-------- Passage shown
Kleinfelter v. Granger

136 N.Y.S. 485 | N.Y. Sup. Ct. | 1911

WHEELER, J.

The plaintiff sued, claiming to recover a balance due upon several shipments of tomatoes to the defendants from Baltimore to- Buffalo, in the fall of 1907. The shipments were made under a contract which provided the shipments were to be made during the month of September, 1907. No shipments were, in fact, made until the months of November and December following; but, when made, were accepted by the defendants, and all the tomatoes contracted to be shipped appear to have been delivered, although not within the time agreed.

On the 13th of December, 1907, the defendants sent the plaintiff their check for $1,171.94, accompanied by a letter of which the following is a copy:

“Buffalo, N, Y., December 13th, 1907. “Henry H. Kleinfelter, Esq., Chestertown, Md.—
“Dear Sir: We inclose you herewith our check for $1,171.94, to cover your shipment of December 2nd; this car contained 815 cases in place of 750, as billed us, of the value of $1,304.00.
“We have deducted a cash discount of $19.56, and five cents per dozen on the minimum contract with you of 75% equal to 1125 cases; this will make $112.50 which we are justly entitled to for damages for breach of contract, as we had to buy at a higher price, and besides lost much business on account of the very long delay in shipping.
“You will remember that we tried our best and through your broker to have you ship earlier, but without avail.
“Yours respectfully, W. H. Granger & Company.’’

It will thus be noted that the defendants deducted from the contract price 5 cents per dozen on the tomatoes sent, amounting to $112.50, which they claimed the right to retain for damages for nondelivery of the merchandise within the stipulated time. The plaintiff retained and cashed the check in question, and now sues for the balance alleged to be due.
----------------
-------- Dataset
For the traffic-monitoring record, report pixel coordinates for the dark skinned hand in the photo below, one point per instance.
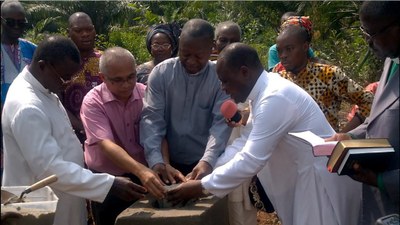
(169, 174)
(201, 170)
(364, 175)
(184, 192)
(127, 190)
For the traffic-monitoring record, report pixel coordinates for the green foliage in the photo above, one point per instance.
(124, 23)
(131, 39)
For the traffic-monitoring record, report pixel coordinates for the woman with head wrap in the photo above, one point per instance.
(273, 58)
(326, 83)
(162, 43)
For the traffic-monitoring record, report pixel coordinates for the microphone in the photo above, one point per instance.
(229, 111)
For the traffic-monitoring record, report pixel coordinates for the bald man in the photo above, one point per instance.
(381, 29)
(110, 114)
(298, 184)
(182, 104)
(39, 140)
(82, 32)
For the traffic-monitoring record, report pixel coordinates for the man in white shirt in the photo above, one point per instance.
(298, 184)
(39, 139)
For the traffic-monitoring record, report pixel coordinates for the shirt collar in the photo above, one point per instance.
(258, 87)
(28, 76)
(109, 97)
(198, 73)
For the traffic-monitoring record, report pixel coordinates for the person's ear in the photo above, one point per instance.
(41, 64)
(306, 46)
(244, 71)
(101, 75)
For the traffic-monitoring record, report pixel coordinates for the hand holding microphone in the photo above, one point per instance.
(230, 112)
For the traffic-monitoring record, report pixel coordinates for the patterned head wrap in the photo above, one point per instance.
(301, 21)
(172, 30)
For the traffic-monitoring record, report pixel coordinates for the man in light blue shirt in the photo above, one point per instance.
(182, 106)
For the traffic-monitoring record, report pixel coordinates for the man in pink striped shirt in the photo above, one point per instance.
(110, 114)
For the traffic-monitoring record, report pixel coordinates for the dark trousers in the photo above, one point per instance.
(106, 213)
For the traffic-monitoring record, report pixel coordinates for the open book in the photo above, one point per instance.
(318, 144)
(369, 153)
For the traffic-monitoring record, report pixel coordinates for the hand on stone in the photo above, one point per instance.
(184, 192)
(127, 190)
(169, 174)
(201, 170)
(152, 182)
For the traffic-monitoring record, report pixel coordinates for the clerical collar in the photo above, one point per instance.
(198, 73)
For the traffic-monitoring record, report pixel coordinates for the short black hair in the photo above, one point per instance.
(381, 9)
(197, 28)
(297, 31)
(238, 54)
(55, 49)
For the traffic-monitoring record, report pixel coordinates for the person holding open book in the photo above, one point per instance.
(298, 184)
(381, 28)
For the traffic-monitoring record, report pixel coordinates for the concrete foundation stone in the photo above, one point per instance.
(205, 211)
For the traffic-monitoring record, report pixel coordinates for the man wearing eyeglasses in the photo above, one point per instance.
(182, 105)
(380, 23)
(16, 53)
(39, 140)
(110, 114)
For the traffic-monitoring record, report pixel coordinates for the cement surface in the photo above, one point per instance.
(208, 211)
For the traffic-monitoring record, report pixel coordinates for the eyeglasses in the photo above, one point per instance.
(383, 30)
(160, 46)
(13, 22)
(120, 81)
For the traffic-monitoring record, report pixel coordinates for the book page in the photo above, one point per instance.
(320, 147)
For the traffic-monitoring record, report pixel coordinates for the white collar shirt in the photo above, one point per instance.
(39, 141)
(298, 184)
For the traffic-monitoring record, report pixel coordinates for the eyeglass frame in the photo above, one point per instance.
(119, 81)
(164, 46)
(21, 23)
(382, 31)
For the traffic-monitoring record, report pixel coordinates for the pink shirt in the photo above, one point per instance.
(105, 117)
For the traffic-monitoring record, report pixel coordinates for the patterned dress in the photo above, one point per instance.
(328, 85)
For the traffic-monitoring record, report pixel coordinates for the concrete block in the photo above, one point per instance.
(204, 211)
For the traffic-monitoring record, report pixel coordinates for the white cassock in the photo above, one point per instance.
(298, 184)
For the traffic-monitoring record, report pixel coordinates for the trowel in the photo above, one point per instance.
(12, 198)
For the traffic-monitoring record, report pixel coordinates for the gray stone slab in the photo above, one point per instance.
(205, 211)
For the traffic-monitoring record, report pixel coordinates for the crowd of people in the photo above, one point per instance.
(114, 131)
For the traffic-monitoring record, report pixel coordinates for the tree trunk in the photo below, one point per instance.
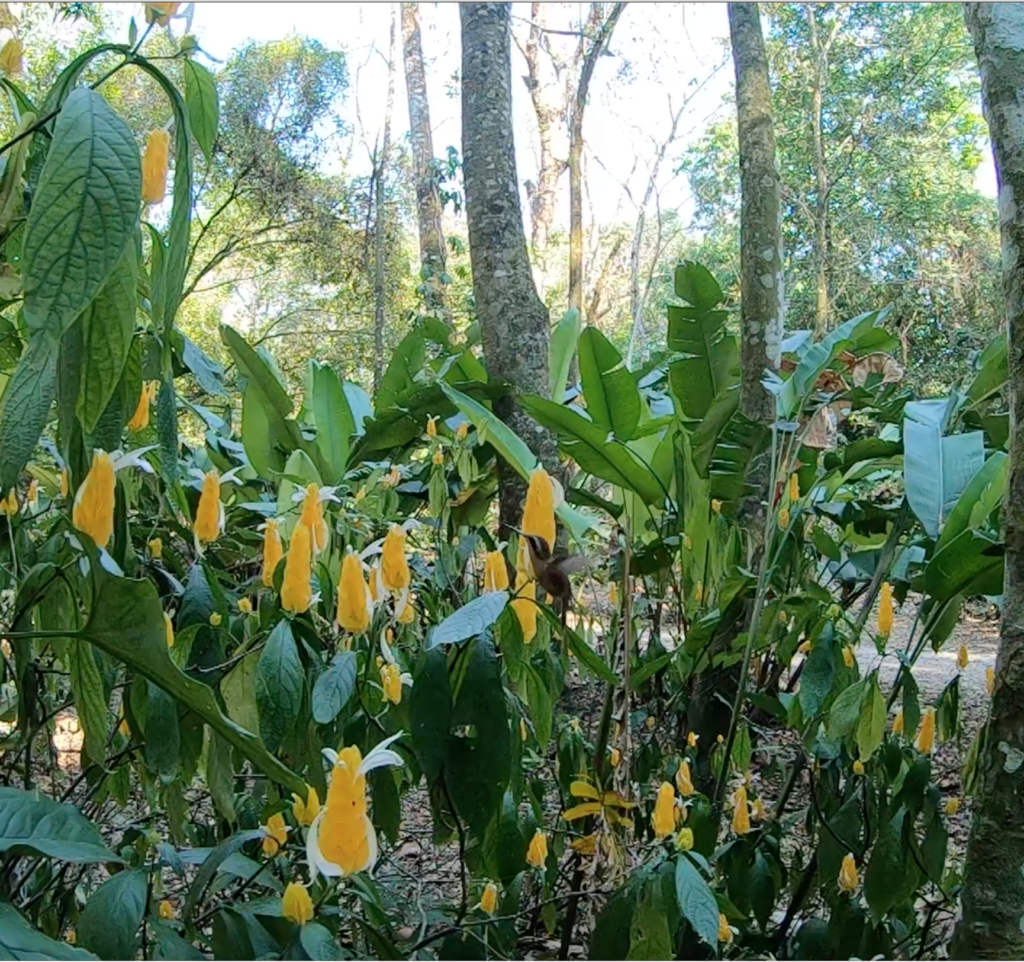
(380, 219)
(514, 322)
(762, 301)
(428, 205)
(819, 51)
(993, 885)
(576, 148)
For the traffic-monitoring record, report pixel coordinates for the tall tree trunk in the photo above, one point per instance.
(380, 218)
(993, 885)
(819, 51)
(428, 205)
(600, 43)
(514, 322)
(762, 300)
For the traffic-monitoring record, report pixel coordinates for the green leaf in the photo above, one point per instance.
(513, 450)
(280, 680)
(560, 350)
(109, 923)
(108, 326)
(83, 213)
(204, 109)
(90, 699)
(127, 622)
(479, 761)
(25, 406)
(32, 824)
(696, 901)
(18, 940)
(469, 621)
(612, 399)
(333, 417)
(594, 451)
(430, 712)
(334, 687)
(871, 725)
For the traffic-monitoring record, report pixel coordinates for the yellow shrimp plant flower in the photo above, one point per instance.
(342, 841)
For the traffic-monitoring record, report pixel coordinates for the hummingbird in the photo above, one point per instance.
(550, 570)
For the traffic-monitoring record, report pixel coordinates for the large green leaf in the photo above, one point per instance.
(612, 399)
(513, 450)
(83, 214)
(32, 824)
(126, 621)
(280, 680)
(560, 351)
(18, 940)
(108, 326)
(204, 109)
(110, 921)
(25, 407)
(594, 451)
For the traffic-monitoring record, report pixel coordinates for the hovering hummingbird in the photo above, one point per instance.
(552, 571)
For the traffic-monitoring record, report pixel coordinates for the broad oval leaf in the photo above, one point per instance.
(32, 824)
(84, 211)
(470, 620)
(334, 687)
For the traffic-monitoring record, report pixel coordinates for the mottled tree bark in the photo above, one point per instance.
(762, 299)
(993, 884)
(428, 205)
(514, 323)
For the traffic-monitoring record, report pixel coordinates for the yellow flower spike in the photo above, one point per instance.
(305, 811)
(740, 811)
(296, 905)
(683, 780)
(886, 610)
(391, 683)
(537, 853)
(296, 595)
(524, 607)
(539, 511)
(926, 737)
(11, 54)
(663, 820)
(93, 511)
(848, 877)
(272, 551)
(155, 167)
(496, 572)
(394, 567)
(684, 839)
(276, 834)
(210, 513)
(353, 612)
----------------
Goal 1 –
Answer these questions from the opinion:
(a) In what month did the contract require the shipments to be made?
(b) How many cases did the car shipped on December 2nd contain?
(c) What did the plaintiff do with the defendants' check?
Goal 2 –
Pick out every line of the listing that contains the string "dark".

Problem solution 1 –
(a) September, 1907.
(b) 815 cases.
(c) The plaintiff retained and cashed it.

Problem solution 2 –
For the traffic-monitoring record, report pixel coordinates for the dark skinned hand in the photo below, one point per instance.
For the traffic-monitoring record, report pixel coordinates for the dark trousers in the photo above, one point per instance.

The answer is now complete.